§ What is expected
In the records below, repeat the lines from the one containing "graphic t-shirt by giving the bounding box." through the one containing "[777,192,810,211]", including both of those lines.

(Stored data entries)
◇ ◇ ◇ ◇ ◇

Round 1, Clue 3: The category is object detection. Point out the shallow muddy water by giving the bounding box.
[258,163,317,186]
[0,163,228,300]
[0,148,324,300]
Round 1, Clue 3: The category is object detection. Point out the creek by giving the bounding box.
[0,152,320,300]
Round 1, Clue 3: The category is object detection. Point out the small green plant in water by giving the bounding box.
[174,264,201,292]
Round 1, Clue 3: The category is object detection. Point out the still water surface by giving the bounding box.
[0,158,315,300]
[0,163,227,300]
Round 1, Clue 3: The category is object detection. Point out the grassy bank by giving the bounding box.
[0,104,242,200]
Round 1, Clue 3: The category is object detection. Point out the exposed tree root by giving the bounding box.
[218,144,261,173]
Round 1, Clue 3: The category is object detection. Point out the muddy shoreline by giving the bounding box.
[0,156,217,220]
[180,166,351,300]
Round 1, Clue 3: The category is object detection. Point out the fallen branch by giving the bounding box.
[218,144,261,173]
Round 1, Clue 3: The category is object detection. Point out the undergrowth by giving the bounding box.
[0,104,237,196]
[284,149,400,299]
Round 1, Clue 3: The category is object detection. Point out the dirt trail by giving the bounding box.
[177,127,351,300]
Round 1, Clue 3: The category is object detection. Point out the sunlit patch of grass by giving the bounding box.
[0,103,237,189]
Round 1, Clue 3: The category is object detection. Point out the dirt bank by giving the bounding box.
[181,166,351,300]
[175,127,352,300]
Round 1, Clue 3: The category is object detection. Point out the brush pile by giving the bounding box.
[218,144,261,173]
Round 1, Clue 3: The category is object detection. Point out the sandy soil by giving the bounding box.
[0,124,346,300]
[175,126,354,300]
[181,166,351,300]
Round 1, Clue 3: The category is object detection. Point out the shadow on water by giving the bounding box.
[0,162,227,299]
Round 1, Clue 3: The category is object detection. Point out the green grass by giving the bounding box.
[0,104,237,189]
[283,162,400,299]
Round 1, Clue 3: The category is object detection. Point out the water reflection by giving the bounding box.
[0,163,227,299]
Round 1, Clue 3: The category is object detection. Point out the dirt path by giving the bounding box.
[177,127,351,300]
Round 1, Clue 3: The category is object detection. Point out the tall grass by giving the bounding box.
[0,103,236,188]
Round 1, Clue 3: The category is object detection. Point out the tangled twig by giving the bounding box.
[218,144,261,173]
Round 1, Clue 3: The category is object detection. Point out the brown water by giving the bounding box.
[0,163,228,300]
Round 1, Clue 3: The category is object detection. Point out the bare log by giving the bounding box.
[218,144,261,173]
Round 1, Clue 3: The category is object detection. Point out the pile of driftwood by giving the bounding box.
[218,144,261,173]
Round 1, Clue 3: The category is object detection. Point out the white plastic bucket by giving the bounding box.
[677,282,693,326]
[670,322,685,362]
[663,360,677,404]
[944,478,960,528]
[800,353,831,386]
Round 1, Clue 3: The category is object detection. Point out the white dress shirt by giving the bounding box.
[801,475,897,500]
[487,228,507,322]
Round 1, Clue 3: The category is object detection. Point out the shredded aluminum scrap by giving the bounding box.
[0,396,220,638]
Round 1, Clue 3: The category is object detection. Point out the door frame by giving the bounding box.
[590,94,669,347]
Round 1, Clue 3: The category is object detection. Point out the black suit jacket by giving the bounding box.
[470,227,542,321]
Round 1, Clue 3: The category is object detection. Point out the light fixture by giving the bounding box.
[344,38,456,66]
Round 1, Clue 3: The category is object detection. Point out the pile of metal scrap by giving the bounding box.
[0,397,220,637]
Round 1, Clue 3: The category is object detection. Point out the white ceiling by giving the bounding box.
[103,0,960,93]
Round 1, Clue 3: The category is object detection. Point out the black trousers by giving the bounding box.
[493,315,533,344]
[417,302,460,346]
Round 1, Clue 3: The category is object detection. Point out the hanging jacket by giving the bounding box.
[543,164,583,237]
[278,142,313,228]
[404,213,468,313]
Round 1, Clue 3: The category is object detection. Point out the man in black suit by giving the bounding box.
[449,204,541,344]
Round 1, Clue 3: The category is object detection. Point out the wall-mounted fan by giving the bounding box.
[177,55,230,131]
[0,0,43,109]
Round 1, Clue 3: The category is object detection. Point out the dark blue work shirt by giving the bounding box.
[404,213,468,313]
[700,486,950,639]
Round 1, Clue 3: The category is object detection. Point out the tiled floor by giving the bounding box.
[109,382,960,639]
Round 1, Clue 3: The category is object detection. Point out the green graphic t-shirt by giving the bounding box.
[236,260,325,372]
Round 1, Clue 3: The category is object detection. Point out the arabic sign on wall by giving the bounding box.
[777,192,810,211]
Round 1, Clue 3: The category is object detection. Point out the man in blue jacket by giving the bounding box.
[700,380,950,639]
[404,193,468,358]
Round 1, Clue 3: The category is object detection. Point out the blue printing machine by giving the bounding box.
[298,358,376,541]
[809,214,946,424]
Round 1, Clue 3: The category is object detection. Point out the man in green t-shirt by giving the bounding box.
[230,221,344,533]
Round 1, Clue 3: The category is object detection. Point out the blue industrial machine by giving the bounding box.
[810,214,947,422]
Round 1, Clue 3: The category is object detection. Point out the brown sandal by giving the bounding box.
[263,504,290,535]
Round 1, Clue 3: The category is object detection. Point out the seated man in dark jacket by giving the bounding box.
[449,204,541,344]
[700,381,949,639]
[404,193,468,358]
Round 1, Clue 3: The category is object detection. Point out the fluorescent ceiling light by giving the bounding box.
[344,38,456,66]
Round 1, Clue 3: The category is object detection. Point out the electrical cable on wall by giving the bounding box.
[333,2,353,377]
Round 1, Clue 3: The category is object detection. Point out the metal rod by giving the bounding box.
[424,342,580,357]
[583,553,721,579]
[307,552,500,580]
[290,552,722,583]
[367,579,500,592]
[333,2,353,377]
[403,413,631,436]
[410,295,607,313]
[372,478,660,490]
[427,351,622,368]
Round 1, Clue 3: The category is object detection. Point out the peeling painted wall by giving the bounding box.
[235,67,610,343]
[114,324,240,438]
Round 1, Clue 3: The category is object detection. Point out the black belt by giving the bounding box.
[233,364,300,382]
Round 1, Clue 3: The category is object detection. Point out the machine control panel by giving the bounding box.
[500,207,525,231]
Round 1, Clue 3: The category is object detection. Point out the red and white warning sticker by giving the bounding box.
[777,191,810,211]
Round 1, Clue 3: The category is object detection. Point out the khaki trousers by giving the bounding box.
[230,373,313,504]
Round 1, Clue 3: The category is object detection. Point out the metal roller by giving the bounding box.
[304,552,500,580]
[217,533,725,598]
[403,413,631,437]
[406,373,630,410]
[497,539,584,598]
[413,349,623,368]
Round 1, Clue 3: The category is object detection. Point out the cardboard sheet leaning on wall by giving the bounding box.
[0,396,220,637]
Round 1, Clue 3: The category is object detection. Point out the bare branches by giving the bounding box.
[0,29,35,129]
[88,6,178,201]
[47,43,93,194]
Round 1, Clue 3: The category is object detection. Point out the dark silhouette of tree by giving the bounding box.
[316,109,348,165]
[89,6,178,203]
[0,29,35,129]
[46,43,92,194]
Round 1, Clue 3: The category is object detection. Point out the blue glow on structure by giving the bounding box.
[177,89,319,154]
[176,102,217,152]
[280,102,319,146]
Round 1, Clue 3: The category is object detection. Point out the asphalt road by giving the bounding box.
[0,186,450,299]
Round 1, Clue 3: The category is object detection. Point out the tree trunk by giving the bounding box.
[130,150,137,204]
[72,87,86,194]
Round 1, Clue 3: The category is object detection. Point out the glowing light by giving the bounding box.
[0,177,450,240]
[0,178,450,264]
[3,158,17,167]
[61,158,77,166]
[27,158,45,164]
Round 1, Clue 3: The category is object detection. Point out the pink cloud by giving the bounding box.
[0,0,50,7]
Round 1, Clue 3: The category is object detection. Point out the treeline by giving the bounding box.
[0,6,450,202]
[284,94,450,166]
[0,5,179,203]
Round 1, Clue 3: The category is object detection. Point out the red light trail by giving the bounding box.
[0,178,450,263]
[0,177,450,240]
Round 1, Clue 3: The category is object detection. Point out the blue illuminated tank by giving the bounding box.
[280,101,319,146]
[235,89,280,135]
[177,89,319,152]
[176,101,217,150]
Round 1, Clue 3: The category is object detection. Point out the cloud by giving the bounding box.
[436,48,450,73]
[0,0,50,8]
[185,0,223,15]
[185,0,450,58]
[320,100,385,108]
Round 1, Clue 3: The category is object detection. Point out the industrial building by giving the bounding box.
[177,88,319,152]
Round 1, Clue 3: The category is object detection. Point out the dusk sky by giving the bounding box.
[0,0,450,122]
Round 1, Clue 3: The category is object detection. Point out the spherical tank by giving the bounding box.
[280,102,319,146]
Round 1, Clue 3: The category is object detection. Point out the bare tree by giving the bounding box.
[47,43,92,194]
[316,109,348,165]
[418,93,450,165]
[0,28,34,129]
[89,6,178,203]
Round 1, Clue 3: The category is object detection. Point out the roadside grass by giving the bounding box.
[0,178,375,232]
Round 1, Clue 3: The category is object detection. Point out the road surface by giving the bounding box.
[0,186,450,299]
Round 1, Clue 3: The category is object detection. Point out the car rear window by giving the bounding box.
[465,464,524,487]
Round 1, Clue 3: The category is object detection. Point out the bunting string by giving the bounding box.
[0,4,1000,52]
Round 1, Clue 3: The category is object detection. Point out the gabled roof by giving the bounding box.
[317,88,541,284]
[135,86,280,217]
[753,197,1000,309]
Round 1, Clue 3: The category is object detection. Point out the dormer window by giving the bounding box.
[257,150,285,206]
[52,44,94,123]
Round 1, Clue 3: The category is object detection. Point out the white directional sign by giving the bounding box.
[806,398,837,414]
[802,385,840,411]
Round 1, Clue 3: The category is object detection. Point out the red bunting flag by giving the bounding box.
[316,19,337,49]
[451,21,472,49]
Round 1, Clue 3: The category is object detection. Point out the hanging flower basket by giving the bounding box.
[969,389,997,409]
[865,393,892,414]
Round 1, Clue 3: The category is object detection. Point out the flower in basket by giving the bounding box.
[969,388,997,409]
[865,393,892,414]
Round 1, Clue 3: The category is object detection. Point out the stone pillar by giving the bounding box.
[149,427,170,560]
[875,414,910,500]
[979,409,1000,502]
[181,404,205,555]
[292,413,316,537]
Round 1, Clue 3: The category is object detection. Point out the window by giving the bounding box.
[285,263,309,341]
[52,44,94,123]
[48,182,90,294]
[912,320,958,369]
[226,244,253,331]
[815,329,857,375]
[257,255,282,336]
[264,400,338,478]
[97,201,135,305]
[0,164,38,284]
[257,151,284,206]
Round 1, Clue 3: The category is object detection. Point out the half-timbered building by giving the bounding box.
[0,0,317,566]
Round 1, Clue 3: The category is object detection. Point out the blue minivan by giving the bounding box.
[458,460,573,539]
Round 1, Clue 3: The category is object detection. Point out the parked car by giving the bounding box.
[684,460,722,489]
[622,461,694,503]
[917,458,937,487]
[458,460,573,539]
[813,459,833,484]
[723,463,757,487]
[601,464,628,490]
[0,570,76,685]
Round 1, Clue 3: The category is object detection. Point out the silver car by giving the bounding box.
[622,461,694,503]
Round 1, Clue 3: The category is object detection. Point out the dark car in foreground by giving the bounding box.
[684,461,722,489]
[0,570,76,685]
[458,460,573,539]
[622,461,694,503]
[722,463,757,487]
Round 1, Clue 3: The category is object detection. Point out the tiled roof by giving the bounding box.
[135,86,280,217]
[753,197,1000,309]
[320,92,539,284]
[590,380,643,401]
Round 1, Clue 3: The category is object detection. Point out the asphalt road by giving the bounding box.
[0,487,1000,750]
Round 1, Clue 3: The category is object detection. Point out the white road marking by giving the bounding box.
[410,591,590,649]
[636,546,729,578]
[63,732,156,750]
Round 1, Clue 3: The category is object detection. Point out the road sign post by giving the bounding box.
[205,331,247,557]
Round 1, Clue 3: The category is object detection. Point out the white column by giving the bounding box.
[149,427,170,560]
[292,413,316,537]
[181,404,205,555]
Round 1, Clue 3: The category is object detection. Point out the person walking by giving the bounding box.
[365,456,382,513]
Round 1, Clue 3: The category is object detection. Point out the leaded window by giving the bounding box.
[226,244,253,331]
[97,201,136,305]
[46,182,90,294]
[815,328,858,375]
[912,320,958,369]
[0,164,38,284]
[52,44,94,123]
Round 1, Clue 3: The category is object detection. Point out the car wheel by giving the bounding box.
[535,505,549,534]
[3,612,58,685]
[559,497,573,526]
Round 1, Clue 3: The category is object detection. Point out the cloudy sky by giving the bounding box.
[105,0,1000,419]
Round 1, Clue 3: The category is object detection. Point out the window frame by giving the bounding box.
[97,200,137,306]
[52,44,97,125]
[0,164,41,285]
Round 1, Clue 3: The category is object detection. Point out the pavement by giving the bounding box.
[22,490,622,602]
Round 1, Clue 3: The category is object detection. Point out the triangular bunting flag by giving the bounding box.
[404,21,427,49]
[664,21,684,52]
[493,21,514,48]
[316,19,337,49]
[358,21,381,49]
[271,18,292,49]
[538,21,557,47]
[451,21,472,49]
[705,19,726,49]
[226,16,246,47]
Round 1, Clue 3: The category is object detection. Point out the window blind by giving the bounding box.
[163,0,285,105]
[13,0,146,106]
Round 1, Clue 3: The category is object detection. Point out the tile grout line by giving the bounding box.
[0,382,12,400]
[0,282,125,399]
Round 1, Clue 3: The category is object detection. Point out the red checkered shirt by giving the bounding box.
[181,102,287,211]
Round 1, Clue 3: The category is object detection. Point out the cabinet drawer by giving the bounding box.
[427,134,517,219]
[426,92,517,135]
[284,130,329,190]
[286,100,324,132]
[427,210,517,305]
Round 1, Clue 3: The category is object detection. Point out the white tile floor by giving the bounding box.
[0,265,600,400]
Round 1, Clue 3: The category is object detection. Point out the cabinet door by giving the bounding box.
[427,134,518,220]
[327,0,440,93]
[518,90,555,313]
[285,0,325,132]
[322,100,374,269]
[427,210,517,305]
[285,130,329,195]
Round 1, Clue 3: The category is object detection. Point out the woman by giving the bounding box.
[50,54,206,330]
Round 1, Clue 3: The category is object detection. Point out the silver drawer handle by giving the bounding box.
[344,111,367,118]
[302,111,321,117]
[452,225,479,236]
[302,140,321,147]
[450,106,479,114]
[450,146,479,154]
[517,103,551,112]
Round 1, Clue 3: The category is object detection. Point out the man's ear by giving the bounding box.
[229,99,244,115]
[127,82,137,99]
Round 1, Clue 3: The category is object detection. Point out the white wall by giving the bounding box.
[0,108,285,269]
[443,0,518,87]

◇ ◇ ◇ ◇ ◇

§ Task output
Round 1, Clue 3: The category is object detection. Point out the green graphic t-shirt by giving the bounding box.
[236,260,325,372]
Round 1, Clue 3: The category is object detection. Point out the arabic sign on wall by giving the bounding box.
[777,192,810,211]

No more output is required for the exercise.